EXTRACT »
- Opening Delimiter -

Each year, over 200,000 women are diagnosed with breast cancer - and over 40,000 die. According to The National Breast Cancer Foundation, one in eight women either has - or will develop - breast cancer in her lifetime. The men aren’t safe, either. 1,700 men are diagnosed with breast cancer each year, too. So, we’re going to help lower your odds of developing the disease. Here’s what you should be doing, courtesy of the researchers at Woman’s Day magazine.
- Exercise. Research shows that it’s the number-one thing you can do to lower your risk. One study from the National Cancer Institute found that women, who average three hours of exercise per week, over their lifetime, have a 23% lower risk of developing breast cancer. So, why is it a magic formula? Dr. Yvonne Coyle is an oncologist in Dallas. She says that exercise lowers estrogen levels – and estrogen is a well-known factor in cancerous changes in the breast. Also, it helps keep your weight in check, which also lowers your risk.

- Closing Delimiter -

ASSIGNED TASK A »
Reproduce the breast cancer passage between "- Exercise. Research" and "lowers your risk.", inclusive.
ASSIGNED TASK B »
In the breast cancer passage, how much lower was the breast cancer risk for women who averaged three hours of exercise per week over their lifetime?
Use only the breast cancer passage as your source.

Descriptions of regions in natural language
- Opening Delimiter -

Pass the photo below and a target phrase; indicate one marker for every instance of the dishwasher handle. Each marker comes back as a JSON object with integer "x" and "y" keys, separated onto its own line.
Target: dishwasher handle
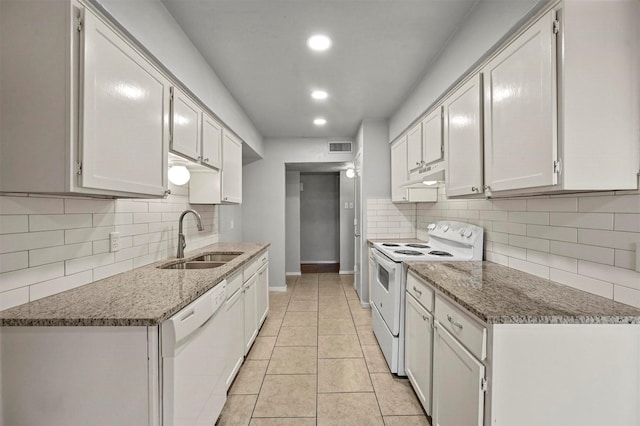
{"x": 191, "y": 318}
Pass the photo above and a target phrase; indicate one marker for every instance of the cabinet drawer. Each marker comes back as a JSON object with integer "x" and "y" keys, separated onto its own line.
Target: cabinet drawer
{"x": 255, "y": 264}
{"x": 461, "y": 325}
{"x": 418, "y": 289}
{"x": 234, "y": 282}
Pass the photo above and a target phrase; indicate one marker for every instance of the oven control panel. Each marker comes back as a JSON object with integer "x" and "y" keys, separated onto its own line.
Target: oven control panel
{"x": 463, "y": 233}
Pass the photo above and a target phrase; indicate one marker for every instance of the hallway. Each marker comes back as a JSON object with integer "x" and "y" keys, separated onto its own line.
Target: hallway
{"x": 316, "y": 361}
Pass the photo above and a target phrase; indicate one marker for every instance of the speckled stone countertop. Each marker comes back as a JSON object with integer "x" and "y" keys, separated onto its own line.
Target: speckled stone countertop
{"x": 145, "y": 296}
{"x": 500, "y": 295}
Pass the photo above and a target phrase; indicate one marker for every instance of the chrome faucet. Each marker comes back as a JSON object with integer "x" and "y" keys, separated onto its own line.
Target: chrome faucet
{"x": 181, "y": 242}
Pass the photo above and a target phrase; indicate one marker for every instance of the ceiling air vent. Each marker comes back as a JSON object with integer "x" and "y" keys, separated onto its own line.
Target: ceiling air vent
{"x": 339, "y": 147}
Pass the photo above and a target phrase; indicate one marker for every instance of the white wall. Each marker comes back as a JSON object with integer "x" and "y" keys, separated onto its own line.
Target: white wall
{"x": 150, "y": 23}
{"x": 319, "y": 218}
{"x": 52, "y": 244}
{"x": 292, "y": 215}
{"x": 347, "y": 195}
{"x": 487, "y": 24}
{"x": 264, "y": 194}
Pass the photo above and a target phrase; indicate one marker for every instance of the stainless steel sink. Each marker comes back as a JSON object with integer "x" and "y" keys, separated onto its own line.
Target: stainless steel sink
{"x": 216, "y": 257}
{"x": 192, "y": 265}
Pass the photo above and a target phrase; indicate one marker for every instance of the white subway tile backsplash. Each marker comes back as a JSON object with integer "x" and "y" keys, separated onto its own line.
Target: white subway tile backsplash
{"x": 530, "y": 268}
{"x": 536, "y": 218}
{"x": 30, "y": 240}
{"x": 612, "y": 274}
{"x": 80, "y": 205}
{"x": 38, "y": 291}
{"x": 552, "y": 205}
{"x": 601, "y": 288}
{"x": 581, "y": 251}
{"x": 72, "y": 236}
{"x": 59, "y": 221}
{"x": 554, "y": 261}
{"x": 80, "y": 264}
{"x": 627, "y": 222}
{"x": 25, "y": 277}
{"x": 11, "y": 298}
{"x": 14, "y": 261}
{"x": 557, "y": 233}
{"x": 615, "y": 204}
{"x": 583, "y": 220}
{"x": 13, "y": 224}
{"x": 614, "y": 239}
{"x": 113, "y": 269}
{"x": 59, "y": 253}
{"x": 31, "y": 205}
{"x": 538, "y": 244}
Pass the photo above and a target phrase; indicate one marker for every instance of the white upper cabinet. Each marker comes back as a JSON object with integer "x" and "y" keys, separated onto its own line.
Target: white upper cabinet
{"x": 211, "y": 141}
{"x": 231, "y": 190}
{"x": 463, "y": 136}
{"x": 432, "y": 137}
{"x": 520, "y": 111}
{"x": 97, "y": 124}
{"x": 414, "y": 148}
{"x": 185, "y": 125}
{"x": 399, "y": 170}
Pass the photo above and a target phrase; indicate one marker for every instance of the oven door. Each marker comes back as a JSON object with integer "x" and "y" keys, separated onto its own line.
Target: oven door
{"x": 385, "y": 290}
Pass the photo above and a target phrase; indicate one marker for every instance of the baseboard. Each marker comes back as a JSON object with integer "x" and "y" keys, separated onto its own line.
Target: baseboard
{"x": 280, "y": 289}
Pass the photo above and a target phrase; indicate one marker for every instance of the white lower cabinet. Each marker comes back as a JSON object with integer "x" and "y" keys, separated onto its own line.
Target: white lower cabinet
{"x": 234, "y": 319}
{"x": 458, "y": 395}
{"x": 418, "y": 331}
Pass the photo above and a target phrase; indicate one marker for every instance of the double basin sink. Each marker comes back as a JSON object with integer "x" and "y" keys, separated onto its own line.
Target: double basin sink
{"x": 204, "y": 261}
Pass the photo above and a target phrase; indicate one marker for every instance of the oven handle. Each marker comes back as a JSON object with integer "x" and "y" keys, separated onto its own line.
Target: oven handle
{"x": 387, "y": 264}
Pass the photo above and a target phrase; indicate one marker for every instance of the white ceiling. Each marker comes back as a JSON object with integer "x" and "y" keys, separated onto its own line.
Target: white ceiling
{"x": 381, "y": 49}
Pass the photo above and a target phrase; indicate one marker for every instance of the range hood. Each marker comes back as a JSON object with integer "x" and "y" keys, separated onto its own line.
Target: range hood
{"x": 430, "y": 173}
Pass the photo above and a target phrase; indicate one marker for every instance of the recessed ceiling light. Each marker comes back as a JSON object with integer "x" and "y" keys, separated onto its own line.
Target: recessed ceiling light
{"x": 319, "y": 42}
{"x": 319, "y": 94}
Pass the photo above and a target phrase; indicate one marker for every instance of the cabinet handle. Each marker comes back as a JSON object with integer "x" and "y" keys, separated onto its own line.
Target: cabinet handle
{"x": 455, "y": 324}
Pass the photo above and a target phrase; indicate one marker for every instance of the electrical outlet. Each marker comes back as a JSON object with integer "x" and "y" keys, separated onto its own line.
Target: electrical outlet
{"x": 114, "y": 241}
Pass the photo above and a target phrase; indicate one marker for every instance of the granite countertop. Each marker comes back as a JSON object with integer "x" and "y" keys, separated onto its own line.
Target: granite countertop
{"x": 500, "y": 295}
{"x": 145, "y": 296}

- Closing Delimiter -

FINAL ANSWER A »
- Exercise. Research shows that it’s the number-one thing you can do to lower your risk. One study from the National Cancer Institute found that women, who average three hours of exercise per week, over their lifetime, have a 23% lower risk of developing breast cancer. So, why is it a magic formula? Dr. Yvonne Coyle is an oncologist in Dallas. She says that exercise lowers estrogen levels – and estrogen is a well-known factor in cancerous changes in the breast. Also, it helps keep your weight in check, which also lowers your risk.

FINAL ANSWER B »
Their risk was 23% lower.